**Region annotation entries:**
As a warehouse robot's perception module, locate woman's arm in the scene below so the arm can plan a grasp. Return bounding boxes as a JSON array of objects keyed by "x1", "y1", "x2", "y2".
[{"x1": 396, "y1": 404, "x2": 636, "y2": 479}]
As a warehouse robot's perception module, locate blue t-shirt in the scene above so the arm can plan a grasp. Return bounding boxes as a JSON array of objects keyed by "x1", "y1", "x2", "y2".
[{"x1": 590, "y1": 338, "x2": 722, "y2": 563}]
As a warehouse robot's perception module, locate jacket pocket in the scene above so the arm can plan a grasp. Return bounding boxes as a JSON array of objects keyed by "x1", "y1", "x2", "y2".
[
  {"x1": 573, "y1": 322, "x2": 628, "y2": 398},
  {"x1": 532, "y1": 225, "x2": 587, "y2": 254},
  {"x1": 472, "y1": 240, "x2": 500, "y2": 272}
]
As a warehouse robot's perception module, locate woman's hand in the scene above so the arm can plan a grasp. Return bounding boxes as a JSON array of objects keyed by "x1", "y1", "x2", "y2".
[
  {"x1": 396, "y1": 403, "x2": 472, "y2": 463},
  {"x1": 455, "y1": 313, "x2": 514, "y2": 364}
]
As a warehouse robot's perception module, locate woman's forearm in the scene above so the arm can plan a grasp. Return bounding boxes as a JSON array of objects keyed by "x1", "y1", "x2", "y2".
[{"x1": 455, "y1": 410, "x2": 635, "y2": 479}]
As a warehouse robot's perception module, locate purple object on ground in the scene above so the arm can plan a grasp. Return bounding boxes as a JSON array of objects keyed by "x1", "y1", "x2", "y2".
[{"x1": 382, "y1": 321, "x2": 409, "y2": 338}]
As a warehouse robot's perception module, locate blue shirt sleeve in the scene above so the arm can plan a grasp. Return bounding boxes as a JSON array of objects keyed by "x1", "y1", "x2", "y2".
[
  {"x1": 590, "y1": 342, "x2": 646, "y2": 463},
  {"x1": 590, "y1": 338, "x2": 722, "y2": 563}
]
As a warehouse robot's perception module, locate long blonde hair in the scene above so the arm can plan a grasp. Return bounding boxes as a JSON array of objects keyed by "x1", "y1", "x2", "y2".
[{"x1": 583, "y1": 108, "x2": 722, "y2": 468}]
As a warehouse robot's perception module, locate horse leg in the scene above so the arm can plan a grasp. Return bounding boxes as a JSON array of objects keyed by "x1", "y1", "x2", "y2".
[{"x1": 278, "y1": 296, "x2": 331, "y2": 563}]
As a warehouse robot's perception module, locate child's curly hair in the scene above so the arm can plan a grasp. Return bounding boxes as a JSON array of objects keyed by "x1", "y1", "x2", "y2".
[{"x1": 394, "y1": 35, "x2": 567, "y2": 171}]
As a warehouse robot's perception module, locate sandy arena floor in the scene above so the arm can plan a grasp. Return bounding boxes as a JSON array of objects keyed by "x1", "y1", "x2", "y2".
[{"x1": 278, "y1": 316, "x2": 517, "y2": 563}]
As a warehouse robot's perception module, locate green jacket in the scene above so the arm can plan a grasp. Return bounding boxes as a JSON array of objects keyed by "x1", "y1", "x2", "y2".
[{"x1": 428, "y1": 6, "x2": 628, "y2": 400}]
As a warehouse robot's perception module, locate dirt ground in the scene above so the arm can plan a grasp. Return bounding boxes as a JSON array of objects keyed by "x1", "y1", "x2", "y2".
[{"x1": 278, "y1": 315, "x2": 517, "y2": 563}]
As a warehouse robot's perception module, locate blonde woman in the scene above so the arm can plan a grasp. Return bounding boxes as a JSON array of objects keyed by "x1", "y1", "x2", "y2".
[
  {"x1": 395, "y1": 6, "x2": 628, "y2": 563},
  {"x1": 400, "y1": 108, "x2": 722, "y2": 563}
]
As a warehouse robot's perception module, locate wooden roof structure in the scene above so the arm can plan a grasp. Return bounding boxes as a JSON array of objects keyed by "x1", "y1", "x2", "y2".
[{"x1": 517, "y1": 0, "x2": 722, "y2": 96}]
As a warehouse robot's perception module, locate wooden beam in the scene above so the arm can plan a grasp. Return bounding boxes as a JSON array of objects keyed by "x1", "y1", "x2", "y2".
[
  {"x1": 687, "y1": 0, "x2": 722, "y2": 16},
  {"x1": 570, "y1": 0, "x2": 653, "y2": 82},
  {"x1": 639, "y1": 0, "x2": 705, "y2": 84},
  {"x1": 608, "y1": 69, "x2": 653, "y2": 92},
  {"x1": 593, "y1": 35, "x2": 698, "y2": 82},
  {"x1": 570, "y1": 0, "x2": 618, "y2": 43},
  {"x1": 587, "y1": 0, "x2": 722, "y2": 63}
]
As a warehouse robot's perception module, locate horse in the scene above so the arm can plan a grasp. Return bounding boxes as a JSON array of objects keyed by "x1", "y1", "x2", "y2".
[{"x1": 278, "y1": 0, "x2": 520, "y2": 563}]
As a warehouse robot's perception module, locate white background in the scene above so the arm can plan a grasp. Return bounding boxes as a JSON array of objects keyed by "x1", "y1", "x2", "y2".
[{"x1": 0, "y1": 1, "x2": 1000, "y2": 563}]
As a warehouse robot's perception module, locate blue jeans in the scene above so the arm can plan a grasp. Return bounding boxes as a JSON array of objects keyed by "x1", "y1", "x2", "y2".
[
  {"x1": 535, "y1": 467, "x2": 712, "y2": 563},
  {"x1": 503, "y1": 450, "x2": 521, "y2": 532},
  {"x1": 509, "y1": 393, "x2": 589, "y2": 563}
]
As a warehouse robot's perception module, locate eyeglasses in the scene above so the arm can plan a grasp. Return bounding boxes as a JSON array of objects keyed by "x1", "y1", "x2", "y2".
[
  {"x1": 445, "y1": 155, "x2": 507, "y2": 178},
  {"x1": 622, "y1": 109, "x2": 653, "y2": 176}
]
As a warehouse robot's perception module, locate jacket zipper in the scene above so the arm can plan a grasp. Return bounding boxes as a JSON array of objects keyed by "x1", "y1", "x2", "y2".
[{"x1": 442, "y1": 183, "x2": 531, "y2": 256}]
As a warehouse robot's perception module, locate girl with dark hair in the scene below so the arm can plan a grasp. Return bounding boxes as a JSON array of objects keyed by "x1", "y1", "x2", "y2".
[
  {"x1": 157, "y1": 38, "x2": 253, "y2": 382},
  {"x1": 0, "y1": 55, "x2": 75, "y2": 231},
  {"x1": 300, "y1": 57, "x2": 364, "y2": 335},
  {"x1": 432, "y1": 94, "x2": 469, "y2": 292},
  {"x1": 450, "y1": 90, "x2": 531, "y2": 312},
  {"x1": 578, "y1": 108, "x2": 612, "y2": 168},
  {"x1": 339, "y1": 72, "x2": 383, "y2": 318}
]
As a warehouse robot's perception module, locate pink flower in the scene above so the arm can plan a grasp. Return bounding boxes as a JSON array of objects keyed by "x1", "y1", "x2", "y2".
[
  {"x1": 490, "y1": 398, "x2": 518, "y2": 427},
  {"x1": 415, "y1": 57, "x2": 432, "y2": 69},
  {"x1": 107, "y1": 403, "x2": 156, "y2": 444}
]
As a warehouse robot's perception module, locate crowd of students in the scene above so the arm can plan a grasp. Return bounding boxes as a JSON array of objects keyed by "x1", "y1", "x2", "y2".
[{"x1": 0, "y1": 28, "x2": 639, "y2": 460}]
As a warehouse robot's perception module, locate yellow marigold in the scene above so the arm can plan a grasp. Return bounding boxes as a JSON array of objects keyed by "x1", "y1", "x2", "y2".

**INSTRUCTION:**
Return exactly the lines from the one containing "As a warehouse robot's perception module, locate crowd" through the last line of the records above, both included, and nothing else.

**ANSWER TO THE TASK:**
As a warehouse robot's perception module, locate crowd of students in the scene above so the arm can plan a grasp. Return bounding boxes as a JSON array of objects keyed by "x1", "y1", "x2", "y2".
[{"x1": 0, "y1": 28, "x2": 639, "y2": 460}]
As a warehouse robot's perception module, locate yellow marigold in the scene above so the arm can plan a grasp. Return bounding boxes as a JSON array of objects keyed by "x1", "y1", "x2", "y2".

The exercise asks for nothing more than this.